### Work instruction
Write out the entire passage on software supply chains and the NHS word for word.

I think the clearest example is in software development. There are codebases with as little as 5% unique code, meaning 90-95% of your software comes from a variety of different sources with different licenses, different security requirements etc. You wrap up all those bits and turn them into your magic and pass it on to your customer. That’s definitely a supply chain!”
I noticed you’ve been working with NHS in a project – could you tell us a bit about this project – what it’s all about, their concerns and the results from your engagement with them?
“This is a great example. The UK NHS has paid a lot of money in the past for monolithic proprietary systems which haven’t delivered on productivity. There’s a couple of groups – Apperta Foundation and Code 4 Health who have looked at their supply chain and recognised the innovations in open standards for health and an ecosystem of smaller development companies building solutions. Our role is to help raise the quality of those developments by making sure they are secure, licensed and copyrighted correctly and built on solid foundations. Ultimately, the NHS want to build a library of high quality open solutions for health and build out a perpetually strengthening ecosystem.

### Data excerpts

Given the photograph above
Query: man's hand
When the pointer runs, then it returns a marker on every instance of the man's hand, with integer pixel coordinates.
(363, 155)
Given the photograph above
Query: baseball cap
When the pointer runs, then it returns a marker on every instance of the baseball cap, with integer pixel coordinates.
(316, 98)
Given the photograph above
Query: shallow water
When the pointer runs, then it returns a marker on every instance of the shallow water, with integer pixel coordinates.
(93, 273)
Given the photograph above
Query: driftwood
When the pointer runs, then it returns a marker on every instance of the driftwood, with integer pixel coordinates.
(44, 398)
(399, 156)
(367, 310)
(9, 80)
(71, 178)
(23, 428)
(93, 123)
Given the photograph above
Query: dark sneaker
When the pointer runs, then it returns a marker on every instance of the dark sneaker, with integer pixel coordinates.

### Result of this task
I think the clearest example is in software development. There are codebases with as little as 5% unique code, meaning 90-95% of your software comes from a variety of different sources with different licenses, different security requirements etc. You wrap up all those bits and turn them into your magic and pass it on to your customer. That’s definitely a supply chain!”
I noticed you’ve been working with NHS in a project – could you tell us a bit about this project – what it’s all about, their concerns and the results from your engagement with them?
“This is a great example. The UK NHS has paid a lot of money in the past for monolithic proprietary systems which haven’t delivered on productivity. There’s a couple of groups – Apperta Foundation and Code 4 Health who have looked at their supply chain and recognised the innovations in open standards for health and an ecosystem of smaller development companies building solutions. Our role is to help raise the quality of those developments by making sure they are secure, licensed and copyrighted correctly and built on solid foundations. Ultimately, the NHS want to build a library of high quality open solutions for health and build out a perpetually strengthening ecosystem.